### GIVEN RECORDS
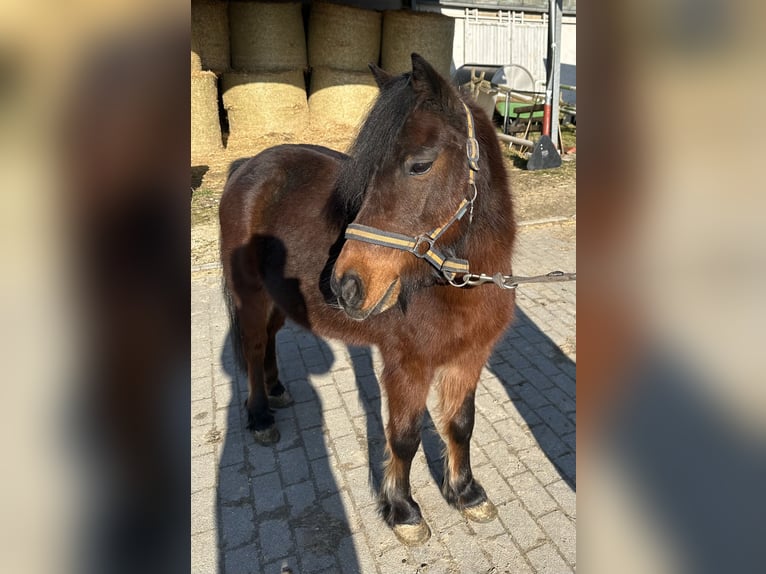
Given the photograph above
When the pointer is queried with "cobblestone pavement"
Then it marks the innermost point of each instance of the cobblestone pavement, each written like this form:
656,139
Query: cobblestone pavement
307,503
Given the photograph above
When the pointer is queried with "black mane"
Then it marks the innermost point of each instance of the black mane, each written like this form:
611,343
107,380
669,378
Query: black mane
373,143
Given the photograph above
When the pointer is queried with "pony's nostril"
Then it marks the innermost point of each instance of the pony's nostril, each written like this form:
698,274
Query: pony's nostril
351,289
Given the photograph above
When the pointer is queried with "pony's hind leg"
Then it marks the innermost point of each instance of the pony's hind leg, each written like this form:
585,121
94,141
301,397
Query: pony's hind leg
253,315
279,397
406,389
457,390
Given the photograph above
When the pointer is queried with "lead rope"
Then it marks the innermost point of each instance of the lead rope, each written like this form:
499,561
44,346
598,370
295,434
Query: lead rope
510,281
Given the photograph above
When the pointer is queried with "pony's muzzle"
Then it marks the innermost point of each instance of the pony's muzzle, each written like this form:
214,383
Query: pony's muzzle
349,290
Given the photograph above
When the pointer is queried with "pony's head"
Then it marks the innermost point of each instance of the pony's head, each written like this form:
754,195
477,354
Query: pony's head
408,176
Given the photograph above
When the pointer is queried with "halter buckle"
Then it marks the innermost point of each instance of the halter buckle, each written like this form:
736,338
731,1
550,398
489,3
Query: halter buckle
472,151
420,241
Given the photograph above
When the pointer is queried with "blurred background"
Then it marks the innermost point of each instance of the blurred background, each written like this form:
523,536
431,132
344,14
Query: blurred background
670,389
94,141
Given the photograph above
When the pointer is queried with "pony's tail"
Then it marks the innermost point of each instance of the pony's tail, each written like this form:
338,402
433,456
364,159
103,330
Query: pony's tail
235,331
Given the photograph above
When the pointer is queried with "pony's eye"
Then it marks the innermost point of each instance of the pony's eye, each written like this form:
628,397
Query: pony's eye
421,168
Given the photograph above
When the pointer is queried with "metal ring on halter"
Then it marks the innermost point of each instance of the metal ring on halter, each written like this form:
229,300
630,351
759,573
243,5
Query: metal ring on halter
417,249
475,192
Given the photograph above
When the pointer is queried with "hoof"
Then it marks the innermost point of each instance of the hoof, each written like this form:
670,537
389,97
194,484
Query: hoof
266,436
484,512
281,401
412,534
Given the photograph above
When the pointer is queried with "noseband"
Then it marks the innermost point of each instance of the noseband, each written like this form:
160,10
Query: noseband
422,246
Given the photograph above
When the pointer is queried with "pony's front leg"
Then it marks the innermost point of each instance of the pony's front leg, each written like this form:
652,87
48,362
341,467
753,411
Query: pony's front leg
254,315
406,387
457,389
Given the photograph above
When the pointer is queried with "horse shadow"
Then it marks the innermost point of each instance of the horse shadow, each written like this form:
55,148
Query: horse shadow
278,507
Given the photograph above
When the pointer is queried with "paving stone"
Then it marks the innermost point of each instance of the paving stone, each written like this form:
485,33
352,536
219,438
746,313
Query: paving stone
203,511
561,531
244,560
275,539
532,494
520,524
545,560
204,553
237,525
267,492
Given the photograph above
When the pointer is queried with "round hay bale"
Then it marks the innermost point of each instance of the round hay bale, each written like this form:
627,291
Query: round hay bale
343,37
196,62
340,97
267,36
210,34
205,126
260,103
426,33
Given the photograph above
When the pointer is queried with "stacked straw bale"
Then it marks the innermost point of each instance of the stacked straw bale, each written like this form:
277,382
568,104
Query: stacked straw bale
340,97
426,33
196,62
205,126
267,36
343,37
342,42
210,34
263,103
265,97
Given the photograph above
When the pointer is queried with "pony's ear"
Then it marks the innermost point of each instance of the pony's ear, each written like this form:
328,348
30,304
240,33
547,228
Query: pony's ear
430,86
381,76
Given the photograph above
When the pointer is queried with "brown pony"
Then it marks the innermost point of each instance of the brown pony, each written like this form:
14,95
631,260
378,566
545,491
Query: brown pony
363,248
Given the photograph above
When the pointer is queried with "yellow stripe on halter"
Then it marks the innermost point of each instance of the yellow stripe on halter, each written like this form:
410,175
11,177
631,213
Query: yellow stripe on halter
378,237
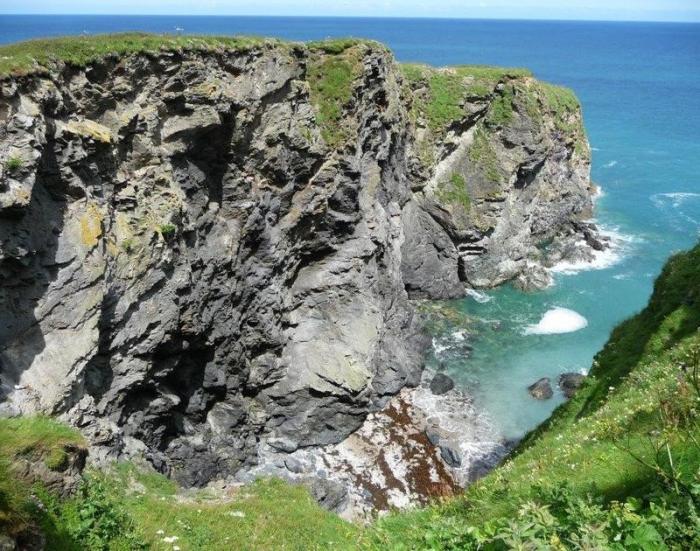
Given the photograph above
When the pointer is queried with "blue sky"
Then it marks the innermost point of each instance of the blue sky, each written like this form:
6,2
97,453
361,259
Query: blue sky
650,10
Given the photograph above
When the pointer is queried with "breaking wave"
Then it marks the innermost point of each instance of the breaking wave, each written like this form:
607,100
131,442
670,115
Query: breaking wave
557,320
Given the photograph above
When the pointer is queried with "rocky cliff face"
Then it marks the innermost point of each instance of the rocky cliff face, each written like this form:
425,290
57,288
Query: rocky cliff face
209,253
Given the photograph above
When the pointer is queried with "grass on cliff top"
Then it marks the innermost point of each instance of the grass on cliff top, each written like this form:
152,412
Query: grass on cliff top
631,434
449,87
34,55
128,508
331,77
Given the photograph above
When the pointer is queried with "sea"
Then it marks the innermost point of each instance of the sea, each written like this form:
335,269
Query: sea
639,85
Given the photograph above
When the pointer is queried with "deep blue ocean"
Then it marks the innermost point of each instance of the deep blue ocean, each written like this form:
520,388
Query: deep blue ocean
639,84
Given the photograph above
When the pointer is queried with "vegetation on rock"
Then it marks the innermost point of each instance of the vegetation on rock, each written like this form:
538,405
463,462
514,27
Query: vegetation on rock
617,467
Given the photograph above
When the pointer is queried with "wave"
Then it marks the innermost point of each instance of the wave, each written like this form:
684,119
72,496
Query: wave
479,296
556,321
619,244
677,201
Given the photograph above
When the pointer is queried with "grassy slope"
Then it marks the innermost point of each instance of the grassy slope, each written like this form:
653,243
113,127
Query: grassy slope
40,439
590,443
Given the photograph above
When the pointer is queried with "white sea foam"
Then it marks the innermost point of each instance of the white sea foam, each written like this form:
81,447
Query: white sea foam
678,201
479,296
557,320
618,245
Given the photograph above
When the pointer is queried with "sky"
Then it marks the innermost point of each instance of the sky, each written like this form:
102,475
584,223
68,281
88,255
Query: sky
630,10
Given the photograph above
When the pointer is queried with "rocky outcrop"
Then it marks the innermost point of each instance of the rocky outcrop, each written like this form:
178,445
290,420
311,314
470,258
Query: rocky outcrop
206,255
541,389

### ABOUT THIS TASK
Each line of the data is to be duplicated exactly; pictures stay out of the copy.

### WRITTEN SOLUTION
Given the photograph above
When the pointer is queried with "cobblestone pavement"
Then it marks the innermost point of each instance of the cobblestone pavement, each written like this form:
656,139
Query: cobblestone pavement
307,503
Given the photograph above
When the pointer is queried with "black mane"
Then it marks the innermost point of each instance of the black mane, each written like this form:
611,343
107,380
669,378
Query: black mane
373,143
Given the photograph above
When the pointer is queried with "pony's nostril"
Then it marks the innermost point of each instance of the pony's nostril, each written like this form:
698,274
Query: pony's nostril
351,289
Given the photograph above
When the pointer is queried with "pony's hind leg"
Then it marks the innermost point of each instance of the pony's hind leg, each written like this form:
585,121
94,141
301,397
Query: pony's hind leg
253,315
279,397
406,389
457,390
Given the photograph above
When the pointer is queried with "lead rope"
Then it marks the innermost point of each instance of the lead rope, each written like this form:
499,561
44,346
598,370
295,434
Query: lead rope
510,281
Given the photograph above
When the pointer is queried with "pony's muzzle"
Then it marks the innermost point of each instance of the pony's muzzle, each written like this form:
214,383
Query: pony's muzzle
349,290
Given the photograph above
When the pointer is queried with "pony's head"
Then it marks the innermost point of each instance of the pony's head, each written like this form:
754,195
477,354
Query: pony's head
408,176
Given the photograph above
When the pointer is queried with "halter buckle"
Then it marks the innermost point of each instance of the halter buckle, each written like this form:
736,338
731,1
550,398
489,3
Query: halter buckle
472,151
420,241
Given the photograph above
When the pointer is queried with "blurred background"
Then it marks the innermost point of each instance of the blurred background, each written like this form:
523,536
431,132
344,14
Query: blurred background
670,389
94,141
Given the photograph above
When the pointer is queried with "pony's tail"
Then it marks the innermost point of each instance of the pony's tail, each written like this form:
338,402
433,456
364,159
103,330
Query: pony's tail
235,331
Given the photograph above
When the pointer is queried with "pony's eye"
Then it marks the innermost point of each instance of the pony's eye, each written like this form:
628,397
Query: pony's eye
421,168
Given the photograph above
When the pointer is queried with "metal ring on halter"
Then it marks the innermost point of each instance of the metal ring on halter, each written like this form:
229,300
630,351
759,573
243,5
Query: metal ring on halter
417,249
475,192
Given the photograph above
When the pointer is queried with "hoof"
Then it marks the innermost point of each instance of the hoof, each written like this form:
670,537
389,97
194,484
Query: hoof
266,436
484,512
281,401
412,534
Given the photograph above
When the pointer is queried with "noseband"
Then it marks the innermost point of each instance of the noseband, each written like this form:
160,10
Query: noseband
422,246
Given the photograph above
When the pointer is queried with "pony's front leg"
Then it marks the innermost point of each instance of the pony's front leg, each written like this form:
652,87
48,362
341,467
753,411
Query: pony's front leg
254,315
406,387
457,389
Given the photograph above
When the pointer is queried with "horse shadow"
Then it marks the innermost point of each instance of the horse shadow, each written like this form:
55,148
Query: horse shadow
278,507
Given the photograph above
When the pointer is queried with "paving stone"
Then it marks the innermost point of each instance of the paving stone, each written like this form:
485,33
352,536
219,438
746,313
Query: paving stone
203,511
561,531
244,560
275,539
532,494
520,524
545,560
204,553
237,525
267,492
Given the photograph above
When the pointer is queried with "round hay bale"
Then it marks the innermost point of each instance of the round hay bale, each written like this form:
627,291
Query: round hay bale
343,37
196,62
340,97
267,36
210,34
205,126
260,103
426,33
Given the photograph above
When the pointer is queried with "stacked straw bale"
Then it marks the innermost point of each instance of the stacked straw bale, each written like this form:
277,382
568,104
Query: stacked straw bale
340,97
426,33
196,62
205,126
267,36
343,37
342,42
210,34
263,103
265,97
Given the photograph above
When the pointer is queried with "pony's ear"
Then it marks the innermost point of each instance of the pony's ear, each written like this form:
328,348
30,304
240,33
547,228
Query: pony's ear
430,86
381,76
Given the photograph above
When the pointer is queried with "brown pony"
Then it marks the innermost point of each instance of the brown pony, each written like this form:
14,95
631,260
378,566
545,491
Query: brown pony
363,248
Given the photograph above
When the pointer is queried with "yellow stripe on halter"
Then it marks the innermost point of each instance of the yellow stripe on halter, each written like this form:
410,175
11,177
631,213
Query: yellow stripe on halter
378,237
Given the photograph above
When the pointer is queried with "blue sky"
Then it marks the innermost point of each instance of the blue sky, each written like this form:
6,2
97,453
361,259
Query: blue sky
650,10
Given the photograph above
When the pointer is queried with "breaking wave"
Then it marks the innermost point of each instance of the breaking wave, each written like this form:
607,100
131,442
670,115
Query: breaking wave
557,320
Given the photograph above
When the pointer is queried with "rocky cliff face"
Then it marks the innermost point of each instance of the rocky cliff face, each written like this form:
425,290
57,288
Query: rocky cliff face
209,253
Given the photograph above
When the pointer is queried with "grass on cliff top"
Then it marks the innermost point of each instance of the grass on cliff top, each written like this form:
152,412
Query: grass on cliff top
631,434
449,87
34,55
128,508
331,77
Given the photograph above
When the pointer is queried with "sea"
Then it marks the innermost point of each instance of the sea, each written like this form:
335,269
Query: sea
639,85
Given the photograph above
When the pointer is queried with "deep blue ocean"
Then it marks the innermost point of each instance of the deep blue ocean, each written like this form:
520,388
Query: deep blue ocean
639,84
Given the photograph above
When the pointer is queried with "vegetation on rock"
Then it marks the innermost point of each instance of the vegetation on rock, each written like this form:
538,405
463,462
514,27
Query: vegetation on rock
617,467
Given the photograph above
When the pointer is queried with "wave"
Then it marks the innermost point of each instance of the wave, each written like this form:
684,119
72,496
Query: wave
479,296
556,321
619,244
677,201
Given the photograph above
When the pointer is queried with "grassy slope"
Then it marks the innermost point of each instance of the grassy slope, each written like this form:
653,243
113,127
Query: grassy slope
40,439
590,443
Given the photograph above
When the pointer is queried with "white sea foam"
Then it marks the innermost point of each instance of the white sea foam, each written like this form:
81,447
Query: white sea foam
678,201
479,296
557,320
618,245
Given the photograph above
When the pointer is queried with "sky"
Then it marks the innermost point of each instance of the sky, each written like this form:
102,475
584,223
68,281
88,255
Query: sky
630,10
Given the photograph above
When the pointer is queried with "rocky outcrop"
Then it marks the innermost point of each instance of the rocky outcrop, each written like this form:
178,445
290,420
311,314
470,258
Query: rocky outcrop
206,255
541,389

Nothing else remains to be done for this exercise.